▶ [Task to carry out] Retype the records below exactly as they appear, but leave out any pictures.

(Records supplied begins)

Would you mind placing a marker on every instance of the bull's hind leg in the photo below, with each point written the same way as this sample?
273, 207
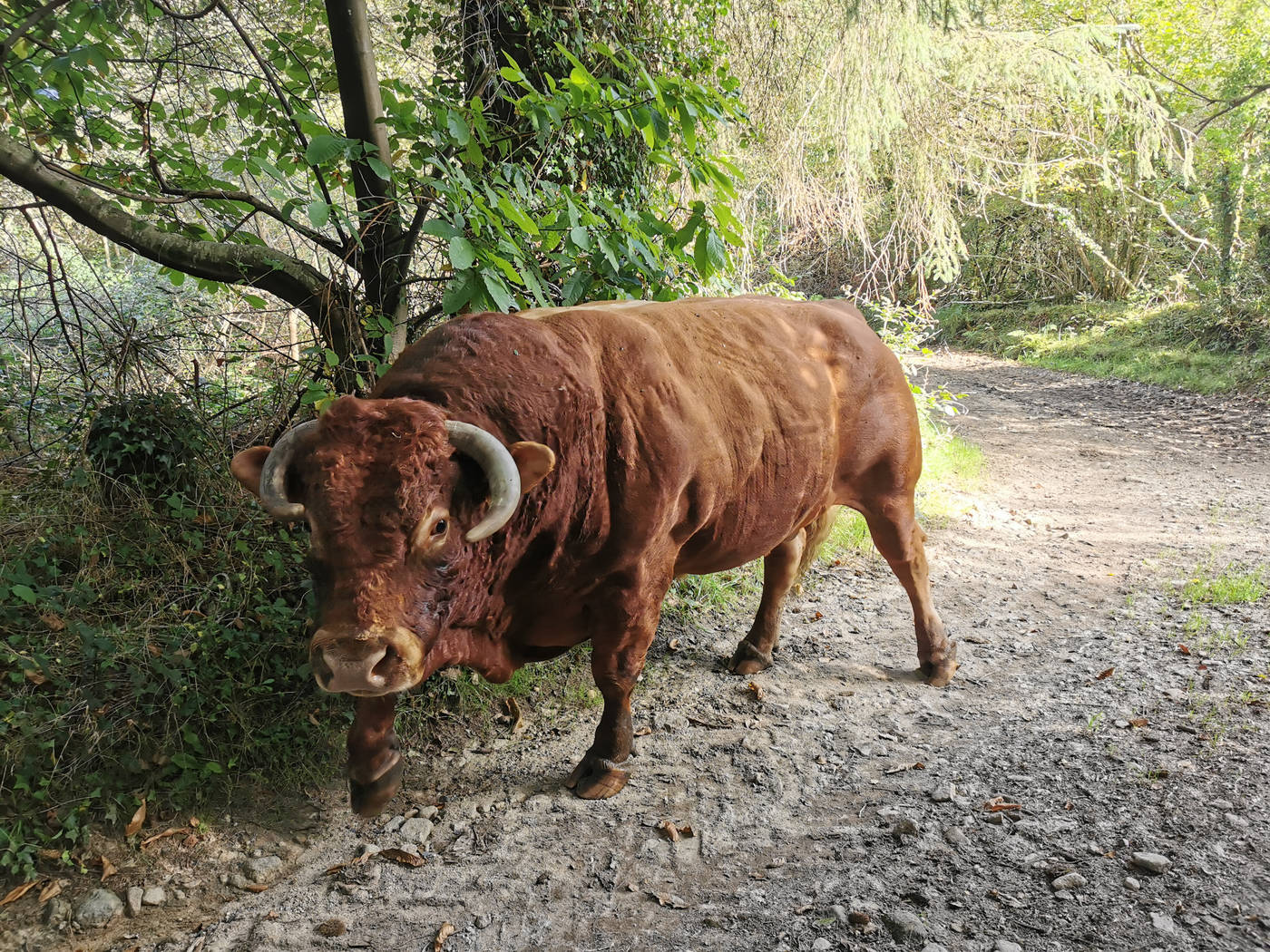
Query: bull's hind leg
780, 571
899, 539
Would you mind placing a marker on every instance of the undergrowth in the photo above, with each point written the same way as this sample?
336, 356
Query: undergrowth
1206, 348
149, 649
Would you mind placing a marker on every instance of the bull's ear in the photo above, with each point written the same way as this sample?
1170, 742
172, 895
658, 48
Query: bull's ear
533, 461
247, 467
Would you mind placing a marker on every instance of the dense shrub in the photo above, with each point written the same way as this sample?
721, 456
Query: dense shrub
149, 650
151, 442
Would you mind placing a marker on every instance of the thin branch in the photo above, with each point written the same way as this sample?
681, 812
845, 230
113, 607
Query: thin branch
27, 24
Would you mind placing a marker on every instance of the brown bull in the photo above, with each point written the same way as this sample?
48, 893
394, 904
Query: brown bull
518, 484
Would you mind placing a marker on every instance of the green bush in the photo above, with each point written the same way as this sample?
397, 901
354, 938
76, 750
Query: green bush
150, 651
151, 442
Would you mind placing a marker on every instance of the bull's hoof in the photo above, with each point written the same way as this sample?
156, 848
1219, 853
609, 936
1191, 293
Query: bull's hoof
940, 673
748, 660
370, 797
597, 778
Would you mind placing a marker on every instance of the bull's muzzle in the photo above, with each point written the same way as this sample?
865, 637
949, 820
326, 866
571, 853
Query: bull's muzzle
365, 662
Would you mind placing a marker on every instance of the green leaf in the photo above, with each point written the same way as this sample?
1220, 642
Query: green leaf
323, 149
461, 253
517, 215
498, 291
459, 292
319, 213
457, 126
440, 228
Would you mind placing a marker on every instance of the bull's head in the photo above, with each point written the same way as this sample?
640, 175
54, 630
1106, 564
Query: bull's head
397, 499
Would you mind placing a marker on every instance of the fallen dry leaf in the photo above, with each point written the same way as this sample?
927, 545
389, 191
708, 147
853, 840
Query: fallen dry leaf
400, 856
169, 831
332, 928
137, 819
513, 711
669, 900
18, 892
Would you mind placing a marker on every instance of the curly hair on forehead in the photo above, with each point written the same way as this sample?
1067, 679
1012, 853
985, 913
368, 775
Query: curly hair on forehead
374, 456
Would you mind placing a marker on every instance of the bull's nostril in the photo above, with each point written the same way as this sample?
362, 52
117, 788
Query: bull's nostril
385, 665
321, 672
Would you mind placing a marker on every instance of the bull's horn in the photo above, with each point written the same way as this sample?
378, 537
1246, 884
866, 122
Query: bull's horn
273, 475
501, 473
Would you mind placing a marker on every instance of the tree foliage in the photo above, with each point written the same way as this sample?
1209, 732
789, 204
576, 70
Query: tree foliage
240, 145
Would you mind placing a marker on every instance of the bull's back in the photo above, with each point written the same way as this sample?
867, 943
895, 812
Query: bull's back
736, 414
704, 432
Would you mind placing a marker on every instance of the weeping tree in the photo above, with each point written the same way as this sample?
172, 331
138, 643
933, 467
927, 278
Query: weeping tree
375, 168
891, 131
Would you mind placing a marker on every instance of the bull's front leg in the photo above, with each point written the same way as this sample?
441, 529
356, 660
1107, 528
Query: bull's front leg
375, 763
616, 662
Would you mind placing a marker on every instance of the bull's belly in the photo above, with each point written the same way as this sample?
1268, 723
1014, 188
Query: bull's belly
740, 537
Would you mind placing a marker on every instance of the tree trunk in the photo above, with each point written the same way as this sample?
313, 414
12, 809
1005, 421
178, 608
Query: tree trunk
383, 257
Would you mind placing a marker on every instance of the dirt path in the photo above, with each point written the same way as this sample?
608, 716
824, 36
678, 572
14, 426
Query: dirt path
846, 809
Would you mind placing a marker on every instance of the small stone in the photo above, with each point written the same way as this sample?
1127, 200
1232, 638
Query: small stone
262, 869
98, 908
57, 913
904, 827
1151, 862
416, 831
904, 927
1069, 881
332, 928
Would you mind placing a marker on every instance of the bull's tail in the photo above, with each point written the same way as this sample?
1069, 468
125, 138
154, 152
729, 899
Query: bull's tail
816, 532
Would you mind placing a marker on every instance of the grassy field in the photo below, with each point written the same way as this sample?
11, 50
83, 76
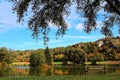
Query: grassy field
77, 77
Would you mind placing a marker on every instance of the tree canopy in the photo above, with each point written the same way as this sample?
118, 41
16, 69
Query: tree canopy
53, 11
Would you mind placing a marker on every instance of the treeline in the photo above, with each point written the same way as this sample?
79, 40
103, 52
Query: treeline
101, 50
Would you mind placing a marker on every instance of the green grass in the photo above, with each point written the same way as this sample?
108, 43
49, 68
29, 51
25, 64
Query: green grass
82, 77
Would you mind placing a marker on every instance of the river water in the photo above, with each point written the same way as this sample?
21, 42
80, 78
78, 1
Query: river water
60, 70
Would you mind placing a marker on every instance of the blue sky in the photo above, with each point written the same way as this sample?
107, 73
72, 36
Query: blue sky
18, 37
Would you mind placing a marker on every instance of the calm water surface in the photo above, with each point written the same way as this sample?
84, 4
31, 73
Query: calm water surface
60, 70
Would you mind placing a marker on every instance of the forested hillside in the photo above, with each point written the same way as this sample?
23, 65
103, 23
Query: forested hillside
100, 50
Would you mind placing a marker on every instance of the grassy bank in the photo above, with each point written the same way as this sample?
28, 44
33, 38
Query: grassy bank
82, 77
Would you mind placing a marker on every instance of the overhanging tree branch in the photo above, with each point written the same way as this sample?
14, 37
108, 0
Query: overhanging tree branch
112, 6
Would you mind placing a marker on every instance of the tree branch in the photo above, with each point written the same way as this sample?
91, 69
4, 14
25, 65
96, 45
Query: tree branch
112, 6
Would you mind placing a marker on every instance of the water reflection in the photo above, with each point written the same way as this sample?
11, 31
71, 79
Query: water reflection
59, 70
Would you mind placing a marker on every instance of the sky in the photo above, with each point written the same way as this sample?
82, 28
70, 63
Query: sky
18, 37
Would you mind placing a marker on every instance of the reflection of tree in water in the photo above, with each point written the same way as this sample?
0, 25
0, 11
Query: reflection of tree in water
70, 70
41, 70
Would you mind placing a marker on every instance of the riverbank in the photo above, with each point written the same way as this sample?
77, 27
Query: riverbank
66, 77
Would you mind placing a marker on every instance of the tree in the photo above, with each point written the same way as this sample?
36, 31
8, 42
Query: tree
48, 56
5, 55
37, 58
53, 11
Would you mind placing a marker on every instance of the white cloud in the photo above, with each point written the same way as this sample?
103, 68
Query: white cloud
7, 18
80, 26
82, 37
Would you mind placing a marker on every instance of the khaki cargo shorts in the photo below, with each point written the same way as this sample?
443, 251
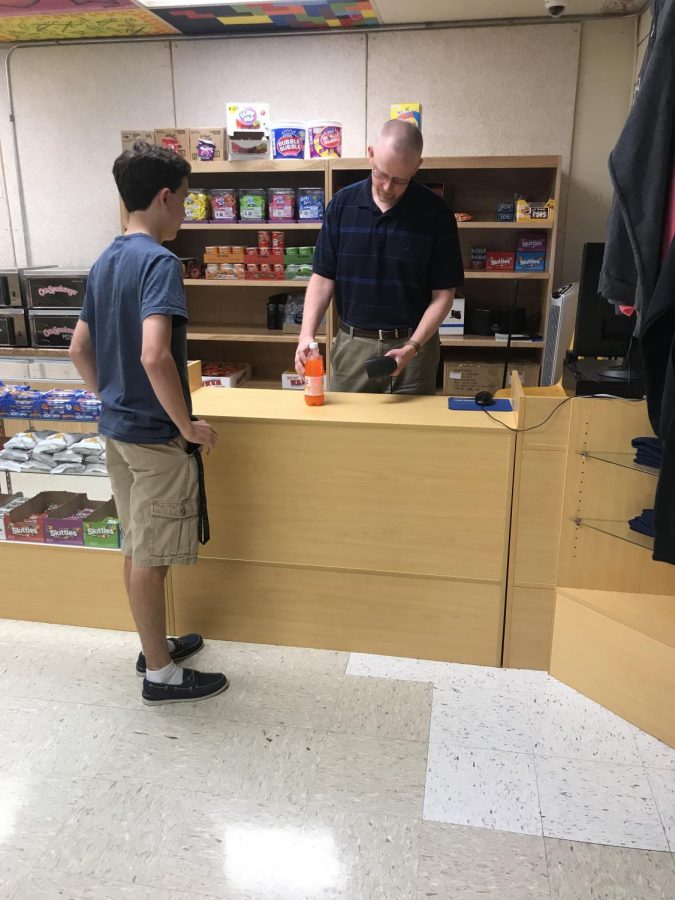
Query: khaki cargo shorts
156, 489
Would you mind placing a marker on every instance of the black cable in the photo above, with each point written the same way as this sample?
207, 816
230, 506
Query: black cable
555, 410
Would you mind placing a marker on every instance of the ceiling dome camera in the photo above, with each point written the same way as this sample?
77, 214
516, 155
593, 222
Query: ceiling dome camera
555, 8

(Records supplied ends)

▶ [Task answer]
Would you mind placing a marker on every instance of the bull's hind leg in the photo below, with each point written the same way as this sample?
273, 207
Query: bull's hind leg
780, 571
899, 539
Would you mind placing a marker on every instance of the undergrowth in the photo above, with each point written the same way as this sample?
336, 356
Query: undergrowth
1206, 348
149, 649
Would you mind placing a marker on every instance of the bull's ear in the photo above, with each point written the same way as this sample?
1170, 742
172, 895
658, 48
Query: bull's ear
533, 461
247, 467
Would you mind placing a marker on every instance of the dense shrub in the photo above, with each point written the same way as this sample?
721, 456
Query: dense shrub
149, 650
151, 442
Would you mind placing a marker on every instance of the thin branch in the photo above, with each point written the same way as this sample?
681, 812
845, 230
113, 607
Query: thin branch
27, 24
Would you mind placing a marker on every instance of the brown bull in the photo above, with each point written the same way as this sample?
48, 893
394, 904
Query: brown bull
518, 484
Would you mind placing a marker on every instance of the green bush in the photo above, with each point written the same way as this sample?
397, 901
354, 938
76, 750
Query: green bush
150, 651
151, 442
Would you mind placing a marker on every instance of the bull's hoof in the photo above, with each point written the same way as this sample?
156, 848
1219, 853
609, 936
1191, 293
Query: bull's hoof
940, 673
748, 660
370, 797
597, 778
Would you mind placing a marker on every instance of the bull's muzzle in the photo above, with each point written the same way as this sample?
865, 637
949, 820
326, 866
571, 853
Query: bull's muzzle
365, 662
Would you mind placing a marker on every instance of the green leaf in the photo above, with each point written the same way as this sample?
1220, 642
Query: green leaf
323, 149
461, 253
517, 215
498, 291
459, 292
319, 213
457, 126
440, 228
Would you mind placing a marker on every instance of the bull's head in the photo above, with each point written the same way as this sample?
640, 175
54, 630
1106, 564
Query: bull's head
397, 499
Would you mind placing a marker on every instance of the fallen dry leaf in the photo above, with each point written the same way as this sample?
927, 545
389, 191
708, 147
853, 840
Query: fallen dry leaf
400, 856
169, 831
332, 928
137, 819
513, 711
669, 900
18, 892
Would you mind placing a marker on every instance of the curly hair on forehead in the photo above, with each point written the same way as this sample?
1067, 679
1012, 853
985, 913
368, 775
Query: curly hair on forehead
374, 456
Would you mind placing a marker on every instance of the bull's nostril in the photo above, with each point written the same way as this sample?
362, 52
117, 788
Query: bull's nostril
385, 665
321, 672
Would you mind placing a marker on every instance of the bull's horn in the photo above, with each point written the same way as this sample?
378, 537
1246, 884
866, 122
Query: bull's horn
273, 475
501, 473
Would you mind placing a marker on every instance of the tree foliage in the photo above, with each point written the same way as this sample?
1209, 732
789, 204
576, 70
Query: tree foliage
240, 145
Would you mind placing a marker on every instance of the bull's back in the photo above, with each point written the same way as this sample?
867, 943
895, 812
Query: bull's back
736, 414
704, 432
Would you mind placing a marker on every instance of the weeping tree in the photo above, with each point written the same way as this sample?
172, 331
138, 643
933, 467
927, 278
Query: weeping tree
375, 168
891, 131
Would you mind placing a marker on every instance of the bull's front leg in the photo above, with each point written the same way as this sample?
441, 529
356, 660
1107, 528
Query: bull's front leg
375, 763
616, 662
Would you mind placing a marker on every instance of the bull's belly in the photo above, with each point written the same way as this sample?
1268, 723
1014, 188
Query: bull's belly
740, 537
Would you mind placing a marker on every instance of the tree trunk in the photo above, with each point written the same way as this sample?
313, 414
12, 809
1005, 421
178, 608
Query: tree trunk
383, 257
Would you mind placing a marker on every instance of the dirt path in the photo above, with each point written the same way as this sample?
608, 716
824, 36
678, 572
14, 426
Query: dirt path
846, 809
Would you mind placing a marker on every instance of the small stone in the photo above, with each point written the same way as this sample?
1127, 200
1232, 638
Query: small stone
262, 869
98, 908
57, 913
904, 827
1151, 862
416, 831
904, 927
1069, 881
332, 928
Would you mind placing a marker on every instance of the bull's tail in the photo above, with each point written the same way as this sample?
1069, 468
125, 138
154, 152
729, 899
Query: bull's tail
816, 532
Would you mind placing a marker on every instance of the grassy field in the photo below, with each point written the same way as this sample?
11, 50
83, 76
Query: grassy field
77, 77
Would you mind placing a marker on every instance of the tree canopy in the photo above, with each point written the same way as this sample?
118, 41
16, 69
Query: tree canopy
53, 11
Would you mind placing a marker on every instance of the treeline in the photo above, with each point written the same way as this sample?
79, 40
103, 52
Query: treeline
101, 50
Would you mind placing a marker on every instance of the green grass in the photo above, with each point written the same way as this sample?
108, 43
49, 68
29, 51
25, 64
Query: green grass
82, 77
Would you mind placing a marker on every instance of the river water in the photo above, with each point written the same way as this sample?
21, 42
80, 78
78, 1
Query: river water
60, 70
Would you mind placing a marker on every instance of the blue sky in the photo above, with each point written the same way as this sample?
107, 73
72, 36
Query: blue sky
18, 37
Would you mind placing a marker on every instance of the calm water surface in the photo above, with each point written the same way as this sample?
84, 4
31, 73
Query: calm water surface
60, 70
Would you mind placing a marker on every instance of the forested hillside in the photo above, with each point written the same way as this sample?
23, 65
103, 23
Query: forested hillside
100, 50
Would you mind placing a marker on every instance of the grassy bank in the photo above, with each point written the same way as this sample?
28, 44
33, 38
Query: grassy bank
82, 77
Would you mind placing a marker on every instance of the overhanging tree branch in the photo above, with each point written the same way as this sample?
14, 37
108, 0
Query: overhanging tree branch
112, 6
Would you mind placing a marker on every instance of the tree branch in the photo above, with each point written the same way as this sample?
91, 69
4, 14
25, 65
96, 45
Query: tree branch
112, 6
Would you mind placing a marker on every instance of the water reflection in the photo above, with each point written the same way as this sample?
11, 31
71, 79
Query: water reflection
59, 70
Would you mind placing a marker on every instance of the sky in the photo above, with each point written the same way as this sample?
82, 28
70, 63
Query: sky
18, 37
Would you mind placing a marker on every instance of the reflection of tree in water in the photo above, with each point written the same way as this sample?
0, 25
0, 11
Query: reflection of tree in water
70, 70
41, 70
Would you mind placing a marker on every instance of the riverbank in the photo above, with each point written the same way as this sample?
77, 27
Query: riverbank
66, 77
Would you mind placing a marker on every instance of the tree in the photo above, with each point written the same way as this sample?
36, 31
8, 42
Query: tree
48, 56
5, 55
37, 58
53, 11
Would you mind placing a marker on every instance of the white cloud in the photo above, with each point written the same way as this sample?
103, 68
Query: white cloud
7, 18
80, 26
82, 37
Would you mind placing a marker on every instance of the khaki cargo shorts in the photo below, with each point written the same way as this sample?
443, 251
Query: khaki cargo shorts
156, 489
Would you mind placing a marker on every instance of the black cable in the photo above, with each point written the same way as this sample?
207, 816
230, 506
Query: black cable
555, 410
Would you mind placing a marker on every instance of the ceiling dome camera in the photo above, with each point written the same way as this sample?
77, 214
516, 155
593, 222
Query: ceiling dome camera
555, 8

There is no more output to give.